» **Written problem A**
Answer these questions from the passage on chaos:
(i) How does the passage define Possibility?
(ii) Chaos can be nothing other than what?
(iii) What transforms chaos into ideas and an organizational logic?
» **Written problem B**
Transcribe the passage on chaos, starting with "Chaos is the mute" and going on through "an organizational logic.".

» **Source extract**
Chaos is what we say we find when what we are looking for is absent; Possibility is the potential to turn what seems concealed or disordered into something we might look for in the future. Chaos is an absence, Possibility is the conversion of absence into Something—but Chaos is the very fullness of all of those potential somethings, many of which will never come to be. Chaos is concealed in the same thereness that offers Possibility, the same thereness with which we are ever face-to-face.

Chaos was not a moment in history in which the universe was in an objectively unorganized and illogical state that thankfully resolved itself into the invariable laws that we gradually “discover”.
Chaos can be nothing other than whatever happens to fall outside of our present conventional conceptualizations and ideologies.
Chaos is what we say we find when we cannot get the logic and organization we have been relying upon to work for us in the manner we would like.
Chaos is the mute presence of the world whose movements we perceive and parse and label as events that we then place into causal relations.
Our making use of these causal events transforms chaos into ideas and an organizational logic.

» **Data entries**
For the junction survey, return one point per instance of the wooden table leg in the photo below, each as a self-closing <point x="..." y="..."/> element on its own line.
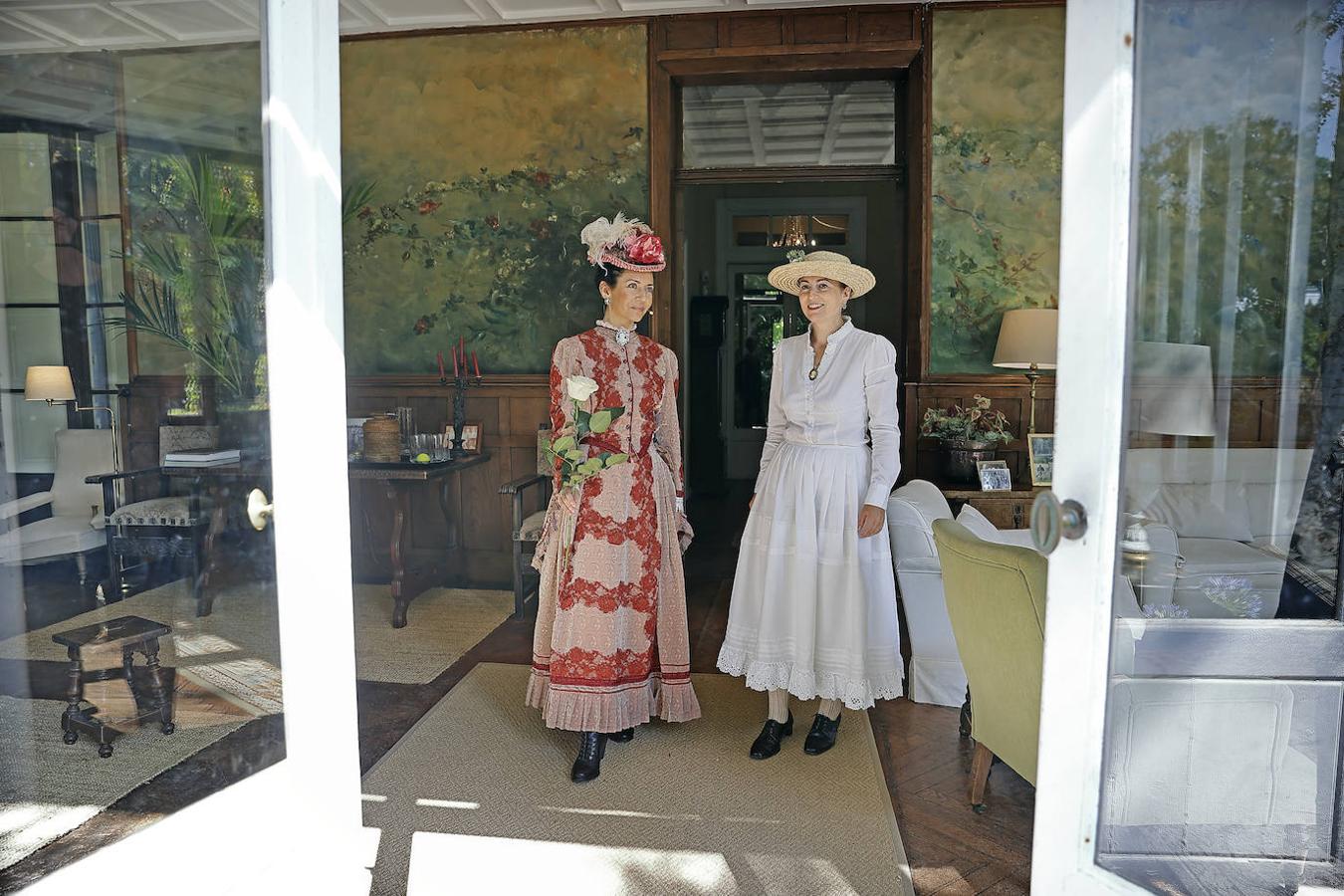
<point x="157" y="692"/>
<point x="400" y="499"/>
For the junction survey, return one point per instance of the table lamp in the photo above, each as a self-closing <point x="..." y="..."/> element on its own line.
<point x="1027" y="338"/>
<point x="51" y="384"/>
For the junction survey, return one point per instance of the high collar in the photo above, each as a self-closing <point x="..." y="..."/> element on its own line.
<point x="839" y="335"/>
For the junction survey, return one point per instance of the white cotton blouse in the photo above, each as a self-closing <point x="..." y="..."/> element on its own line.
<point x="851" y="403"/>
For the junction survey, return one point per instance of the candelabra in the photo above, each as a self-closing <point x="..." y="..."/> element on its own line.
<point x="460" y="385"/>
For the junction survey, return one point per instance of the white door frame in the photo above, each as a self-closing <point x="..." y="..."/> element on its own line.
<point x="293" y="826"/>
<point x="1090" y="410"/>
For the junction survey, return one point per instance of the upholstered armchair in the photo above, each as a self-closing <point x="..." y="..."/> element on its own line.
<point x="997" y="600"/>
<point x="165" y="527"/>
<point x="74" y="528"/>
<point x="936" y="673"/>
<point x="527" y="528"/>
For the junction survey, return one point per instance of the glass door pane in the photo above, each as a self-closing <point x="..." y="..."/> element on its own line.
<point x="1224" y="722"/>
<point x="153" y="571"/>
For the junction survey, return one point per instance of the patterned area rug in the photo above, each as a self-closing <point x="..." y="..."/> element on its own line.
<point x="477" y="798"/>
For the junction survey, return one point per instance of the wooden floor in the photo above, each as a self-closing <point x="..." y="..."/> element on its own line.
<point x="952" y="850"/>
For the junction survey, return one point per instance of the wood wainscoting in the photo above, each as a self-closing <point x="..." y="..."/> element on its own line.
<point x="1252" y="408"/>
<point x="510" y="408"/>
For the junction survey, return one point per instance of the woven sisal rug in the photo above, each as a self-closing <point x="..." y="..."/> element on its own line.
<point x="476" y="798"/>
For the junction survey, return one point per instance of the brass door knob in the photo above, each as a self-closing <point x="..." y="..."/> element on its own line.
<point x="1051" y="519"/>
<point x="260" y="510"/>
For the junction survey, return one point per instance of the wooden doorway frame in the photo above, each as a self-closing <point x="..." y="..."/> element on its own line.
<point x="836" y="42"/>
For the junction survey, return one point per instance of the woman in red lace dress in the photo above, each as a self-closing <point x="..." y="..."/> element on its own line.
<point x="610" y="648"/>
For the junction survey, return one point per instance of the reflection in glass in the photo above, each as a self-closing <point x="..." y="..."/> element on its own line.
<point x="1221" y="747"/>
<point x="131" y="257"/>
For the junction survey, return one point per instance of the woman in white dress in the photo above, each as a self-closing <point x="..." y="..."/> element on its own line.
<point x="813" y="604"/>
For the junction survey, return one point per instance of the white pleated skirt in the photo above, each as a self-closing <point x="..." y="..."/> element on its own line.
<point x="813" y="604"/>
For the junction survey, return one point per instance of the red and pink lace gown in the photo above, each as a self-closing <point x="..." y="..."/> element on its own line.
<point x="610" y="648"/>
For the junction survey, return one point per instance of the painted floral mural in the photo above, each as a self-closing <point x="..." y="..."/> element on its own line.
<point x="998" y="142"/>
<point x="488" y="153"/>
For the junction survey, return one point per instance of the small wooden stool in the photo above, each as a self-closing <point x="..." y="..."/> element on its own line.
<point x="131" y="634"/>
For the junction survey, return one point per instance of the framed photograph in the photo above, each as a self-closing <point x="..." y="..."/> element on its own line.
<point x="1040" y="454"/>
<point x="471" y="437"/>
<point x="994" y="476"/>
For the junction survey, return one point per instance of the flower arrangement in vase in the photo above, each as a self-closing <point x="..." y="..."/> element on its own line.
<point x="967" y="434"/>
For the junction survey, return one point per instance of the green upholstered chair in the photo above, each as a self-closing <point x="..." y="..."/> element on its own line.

» **Final answer A**
(i) Possibility is the potential to turn what seems concealed or disordered into something we might look for in the future.
(ii) Whatever happens to fall outside of our present conventional conceptualizations and ideologies.
(iii) Our making use of these causal events.

» **Final answer B**
Chaos is the mute presence of the world whose movements we perceive and parse and label as events that we then place into causal relations.
Our making use of these causal events transforms chaos into ideas and an organizational logic.